## Work required
Duplicate the stretch of the material from the line containing "Find the white" through the line containing "M 254 155 L", with both of those lines included.

## Extracted information
## Begin
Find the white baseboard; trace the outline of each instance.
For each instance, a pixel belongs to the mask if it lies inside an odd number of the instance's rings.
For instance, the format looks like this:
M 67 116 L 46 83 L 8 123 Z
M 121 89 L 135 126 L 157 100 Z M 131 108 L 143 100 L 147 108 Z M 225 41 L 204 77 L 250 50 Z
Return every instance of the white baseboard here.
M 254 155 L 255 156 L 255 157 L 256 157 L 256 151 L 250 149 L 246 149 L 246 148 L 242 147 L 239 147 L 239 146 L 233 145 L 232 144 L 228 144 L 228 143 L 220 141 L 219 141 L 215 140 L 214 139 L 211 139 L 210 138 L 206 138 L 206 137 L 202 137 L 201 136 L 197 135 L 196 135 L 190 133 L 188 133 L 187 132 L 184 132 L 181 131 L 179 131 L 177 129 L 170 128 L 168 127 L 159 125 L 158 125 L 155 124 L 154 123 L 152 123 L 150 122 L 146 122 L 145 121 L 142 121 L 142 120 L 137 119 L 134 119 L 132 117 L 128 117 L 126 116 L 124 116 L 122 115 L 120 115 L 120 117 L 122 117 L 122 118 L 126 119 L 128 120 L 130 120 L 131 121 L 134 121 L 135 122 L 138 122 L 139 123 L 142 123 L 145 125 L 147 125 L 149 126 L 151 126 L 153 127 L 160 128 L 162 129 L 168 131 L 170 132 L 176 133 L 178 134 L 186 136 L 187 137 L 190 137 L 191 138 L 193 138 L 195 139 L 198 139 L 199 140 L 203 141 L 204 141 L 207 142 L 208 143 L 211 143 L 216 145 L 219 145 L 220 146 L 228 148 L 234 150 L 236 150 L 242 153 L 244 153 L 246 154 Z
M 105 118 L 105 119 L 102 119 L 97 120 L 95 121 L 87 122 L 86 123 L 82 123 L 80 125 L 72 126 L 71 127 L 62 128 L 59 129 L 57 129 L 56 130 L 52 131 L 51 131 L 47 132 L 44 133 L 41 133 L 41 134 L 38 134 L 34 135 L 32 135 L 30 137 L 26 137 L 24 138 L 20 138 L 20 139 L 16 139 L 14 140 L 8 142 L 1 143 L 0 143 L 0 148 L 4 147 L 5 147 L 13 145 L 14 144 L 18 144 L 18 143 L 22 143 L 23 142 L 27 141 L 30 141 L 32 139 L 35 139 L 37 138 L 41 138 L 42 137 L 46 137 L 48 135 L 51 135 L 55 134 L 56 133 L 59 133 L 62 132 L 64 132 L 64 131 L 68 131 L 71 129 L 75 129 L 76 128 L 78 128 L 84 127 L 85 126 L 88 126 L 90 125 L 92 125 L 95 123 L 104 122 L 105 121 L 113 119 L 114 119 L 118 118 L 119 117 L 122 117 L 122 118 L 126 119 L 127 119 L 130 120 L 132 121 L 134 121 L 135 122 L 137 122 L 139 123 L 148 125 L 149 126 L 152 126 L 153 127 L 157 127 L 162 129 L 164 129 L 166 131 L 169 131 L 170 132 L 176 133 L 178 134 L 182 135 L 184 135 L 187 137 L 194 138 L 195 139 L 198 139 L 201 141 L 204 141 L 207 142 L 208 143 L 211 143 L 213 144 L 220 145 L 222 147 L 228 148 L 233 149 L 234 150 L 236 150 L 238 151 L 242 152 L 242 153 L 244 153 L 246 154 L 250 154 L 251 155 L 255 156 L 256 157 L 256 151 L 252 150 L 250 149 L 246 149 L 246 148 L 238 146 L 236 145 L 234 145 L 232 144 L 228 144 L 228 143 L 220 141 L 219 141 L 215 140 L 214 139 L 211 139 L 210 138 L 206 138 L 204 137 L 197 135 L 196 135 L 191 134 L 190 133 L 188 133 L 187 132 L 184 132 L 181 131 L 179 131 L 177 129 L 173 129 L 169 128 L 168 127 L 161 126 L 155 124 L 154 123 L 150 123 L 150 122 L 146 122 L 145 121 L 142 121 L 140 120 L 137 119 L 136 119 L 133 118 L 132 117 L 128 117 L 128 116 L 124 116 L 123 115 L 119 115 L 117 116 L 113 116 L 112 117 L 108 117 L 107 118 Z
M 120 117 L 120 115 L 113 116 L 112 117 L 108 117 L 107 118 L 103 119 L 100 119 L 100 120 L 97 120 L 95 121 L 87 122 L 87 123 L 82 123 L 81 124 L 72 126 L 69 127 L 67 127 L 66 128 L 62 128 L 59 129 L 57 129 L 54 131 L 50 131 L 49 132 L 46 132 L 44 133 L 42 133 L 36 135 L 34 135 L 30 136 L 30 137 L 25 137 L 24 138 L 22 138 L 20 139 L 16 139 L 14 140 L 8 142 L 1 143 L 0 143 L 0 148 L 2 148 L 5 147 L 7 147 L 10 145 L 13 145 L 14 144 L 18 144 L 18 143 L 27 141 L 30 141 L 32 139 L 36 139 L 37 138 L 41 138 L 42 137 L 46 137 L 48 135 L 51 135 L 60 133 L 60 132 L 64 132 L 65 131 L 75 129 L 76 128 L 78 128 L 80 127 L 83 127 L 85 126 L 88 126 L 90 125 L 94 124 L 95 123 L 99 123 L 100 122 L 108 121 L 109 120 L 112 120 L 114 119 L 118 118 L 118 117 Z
## End
## Begin
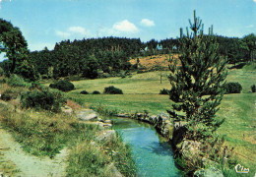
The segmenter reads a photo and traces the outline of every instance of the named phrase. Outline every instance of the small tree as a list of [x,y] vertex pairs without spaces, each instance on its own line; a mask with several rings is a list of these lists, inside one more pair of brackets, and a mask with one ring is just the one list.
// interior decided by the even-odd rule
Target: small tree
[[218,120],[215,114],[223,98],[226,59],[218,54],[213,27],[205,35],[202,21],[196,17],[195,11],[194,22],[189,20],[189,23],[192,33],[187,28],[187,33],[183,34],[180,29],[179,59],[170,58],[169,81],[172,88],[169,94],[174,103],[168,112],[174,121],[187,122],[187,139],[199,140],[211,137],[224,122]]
## End
## Begin
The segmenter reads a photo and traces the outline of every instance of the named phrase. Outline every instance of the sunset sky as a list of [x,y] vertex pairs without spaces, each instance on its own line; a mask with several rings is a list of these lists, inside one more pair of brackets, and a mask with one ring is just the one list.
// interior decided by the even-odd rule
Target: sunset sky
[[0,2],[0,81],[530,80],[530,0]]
## End
## Exercise output
Find the white baseboard; trace the outline of each instance.
For each instance, a pixel belongs to the mask if it lies inside an odd number of the instance's rings.
For instance, the format looks like this:
M 67 116 L 46 83 L 8 123 Z
M 121 89 L 135 126 L 157 100 Z M 131 108 L 143 100 L 147 108 Z M 225 41 L 204 77 L 250 50 Z
Return every instance of the white baseboard here.
M 254 155 L 255 156 L 255 157 L 256 157 L 256 151 L 250 149 L 246 149 L 246 148 L 242 147 L 239 147 L 239 146 L 233 145 L 232 144 L 228 144 L 228 143 L 220 141 L 219 141 L 215 140 L 214 139 L 211 139 L 210 138 L 206 138 L 206 137 L 202 137 L 201 136 L 197 135 L 196 135 L 190 133 L 188 133 L 187 132 L 184 132 L 181 131 L 179 131 L 177 129 L 170 128 L 168 127 L 159 125 L 158 125 L 155 124 L 154 123 L 152 123 L 150 122 L 146 122 L 145 121 L 142 121 L 142 120 L 137 119 L 134 119 L 132 117 L 128 117 L 126 116 L 124 116 L 122 115 L 120 115 L 120 117 L 122 117 L 122 118 L 126 119 L 128 120 L 130 120 L 131 121 L 134 121 L 135 122 L 138 122 L 139 123 L 142 123 L 145 125 L 147 125 L 149 126 L 151 126 L 153 127 L 160 128 L 162 129 L 168 131 L 170 132 L 176 133 L 178 134 L 186 136 L 187 137 L 190 137 L 191 138 L 193 138 L 195 139 L 198 139 L 199 140 L 203 141 L 204 141 L 207 142 L 208 143 L 211 143 L 216 145 L 219 145 L 220 146 L 228 148 L 234 150 L 236 150 L 242 153 L 244 153 L 246 154 Z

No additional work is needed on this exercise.